What is required: All entries below are to be reproduced exactly.

Extracted records:
========
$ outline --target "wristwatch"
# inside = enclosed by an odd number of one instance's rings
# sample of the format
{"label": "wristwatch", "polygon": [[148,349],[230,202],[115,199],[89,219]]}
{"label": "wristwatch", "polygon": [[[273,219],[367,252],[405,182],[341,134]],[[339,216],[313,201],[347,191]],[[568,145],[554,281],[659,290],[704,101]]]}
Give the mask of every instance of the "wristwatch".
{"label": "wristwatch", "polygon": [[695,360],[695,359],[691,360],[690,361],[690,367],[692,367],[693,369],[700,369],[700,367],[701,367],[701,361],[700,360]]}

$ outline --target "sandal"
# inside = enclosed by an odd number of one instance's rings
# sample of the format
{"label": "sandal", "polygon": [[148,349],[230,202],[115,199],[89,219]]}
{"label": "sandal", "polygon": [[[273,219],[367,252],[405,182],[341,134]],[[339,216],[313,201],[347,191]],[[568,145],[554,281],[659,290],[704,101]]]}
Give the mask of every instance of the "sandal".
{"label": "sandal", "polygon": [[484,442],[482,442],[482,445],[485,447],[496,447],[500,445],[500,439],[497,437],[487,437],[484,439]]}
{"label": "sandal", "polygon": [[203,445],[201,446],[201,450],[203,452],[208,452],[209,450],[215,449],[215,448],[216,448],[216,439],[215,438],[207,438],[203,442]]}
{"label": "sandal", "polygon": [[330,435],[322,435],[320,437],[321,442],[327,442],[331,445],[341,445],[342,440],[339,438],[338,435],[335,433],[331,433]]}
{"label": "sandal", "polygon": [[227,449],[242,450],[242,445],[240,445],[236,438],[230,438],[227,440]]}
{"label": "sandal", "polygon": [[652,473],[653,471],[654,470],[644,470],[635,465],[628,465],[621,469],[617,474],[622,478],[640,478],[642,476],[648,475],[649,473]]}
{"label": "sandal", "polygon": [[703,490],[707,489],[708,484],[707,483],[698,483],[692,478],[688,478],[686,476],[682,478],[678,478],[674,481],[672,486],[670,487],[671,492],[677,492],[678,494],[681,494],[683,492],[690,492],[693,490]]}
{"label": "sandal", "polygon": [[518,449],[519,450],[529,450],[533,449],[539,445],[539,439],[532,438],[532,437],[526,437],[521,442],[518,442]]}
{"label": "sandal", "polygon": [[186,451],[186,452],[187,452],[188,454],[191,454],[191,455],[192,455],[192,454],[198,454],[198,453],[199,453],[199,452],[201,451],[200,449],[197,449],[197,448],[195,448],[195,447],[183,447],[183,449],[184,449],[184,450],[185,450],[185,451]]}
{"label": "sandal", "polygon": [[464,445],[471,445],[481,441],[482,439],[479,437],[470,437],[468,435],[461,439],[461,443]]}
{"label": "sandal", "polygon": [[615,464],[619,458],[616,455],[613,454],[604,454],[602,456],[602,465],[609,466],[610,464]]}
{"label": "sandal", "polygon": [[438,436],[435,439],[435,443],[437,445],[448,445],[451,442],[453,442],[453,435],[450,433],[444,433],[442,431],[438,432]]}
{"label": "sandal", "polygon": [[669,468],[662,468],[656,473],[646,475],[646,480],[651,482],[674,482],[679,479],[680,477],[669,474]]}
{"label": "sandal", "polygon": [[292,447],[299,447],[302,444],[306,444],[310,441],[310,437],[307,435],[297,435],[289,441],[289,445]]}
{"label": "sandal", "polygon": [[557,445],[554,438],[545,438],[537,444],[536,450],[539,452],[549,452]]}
========
Solution to the problem:
$ outline --target "wristwatch"
# inside = enclosed by an odd number of one instance's rings
# sample of the format
{"label": "wristwatch", "polygon": [[148,349],[230,202],[115,199],[89,219]]}
{"label": "wristwatch", "polygon": [[[273,219],[367,252],[405,182],[341,134]],[[339,216],[313,201],[347,191]],[[568,145],[554,281],[659,290],[704,101]]]}
Give the mask of every instance of the "wristwatch".
{"label": "wristwatch", "polygon": [[695,360],[695,359],[691,360],[690,361],[690,367],[692,367],[693,369],[700,369],[700,367],[701,367],[701,361],[700,360]]}

$ outline --target "sandal"
# inside = enclosed by an odd number of one instance's rings
# sample of the format
{"label": "sandal", "polygon": [[148,349],[230,202],[115,199],[89,219]]}
{"label": "sandal", "polygon": [[[273,219],[367,252],[405,182],[341,134]],[[339,216],[313,201],[347,191]],[[568,145],[554,281],[659,290],[704,101]]]}
Give the mask of every instance of the "sandal".
{"label": "sandal", "polygon": [[484,442],[482,442],[482,445],[485,447],[496,447],[500,445],[500,439],[497,437],[487,437],[484,439]]}
{"label": "sandal", "polygon": [[203,445],[201,446],[201,450],[203,452],[208,452],[209,450],[215,449],[215,448],[216,448],[216,439],[215,438],[207,438],[203,442]]}
{"label": "sandal", "polygon": [[330,435],[322,435],[320,437],[321,442],[327,442],[331,445],[341,445],[342,440],[339,438],[338,435],[335,433],[331,433]]}
{"label": "sandal", "polygon": [[227,449],[242,450],[242,445],[240,445],[236,438],[230,438],[227,440]]}
{"label": "sandal", "polygon": [[652,473],[653,471],[654,470],[644,470],[635,465],[628,465],[621,469],[617,474],[622,478],[640,478],[642,476],[648,475],[649,473]]}
{"label": "sandal", "polygon": [[703,490],[707,489],[708,484],[707,483],[698,483],[692,478],[688,478],[686,476],[682,478],[678,478],[674,481],[672,486],[670,487],[671,492],[677,492],[678,494],[681,494],[683,492],[690,492],[693,490]]}
{"label": "sandal", "polygon": [[518,449],[519,450],[529,450],[533,449],[539,445],[539,439],[532,438],[532,437],[526,437],[521,442],[518,442]]}
{"label": "sandal", "polygon": [[186,451],[186,452],[187,452],[188,454],[191,454],[191,455],[192,455],[192,454],[198,454],[198,453],[199,453],[199,452],[201,451],[200,449],[197,449],[197,448],[195,448],[195,447],[183,447],[183,449],[184,449],[184,450],[185,450],[185,451]]}
{"label": "sandal", "polygon": [[464,445],[471,445],[481,441],[482,439],[479,437],[470,437],[468,435],[461,439],[461,443]]}
{"label": "sandal", "polygon": [[615,464],[619,458],[616,455],[613,454],[604,454],[602,456],[602,465],[609,466],[610,464]]}
{"label": "sandal", "polygon": [[438,436],[435,439],[435,443],[437,445],[448,445],[451,442],[453,442],[453,435],[450,433],[444,433],[442,431],[438,432]]}
{"label": "sandal", "polygon": [[669,468],[662,468],[656,473],[646,475],[646,480],[651,482],[674,482],[679,479],[680,477],[669,474]]}
{"label": "sandal", "polygon": [[292,447],[299,447],[302,444],[306,444],[310,441],[310,437],[307,435],[297,435],[289,441],[289,445]]}
{"label": "sandal", "polygon": [[557,445],[554,438],[545,438],[537,444],[536,450],[539,452],[549,452]]}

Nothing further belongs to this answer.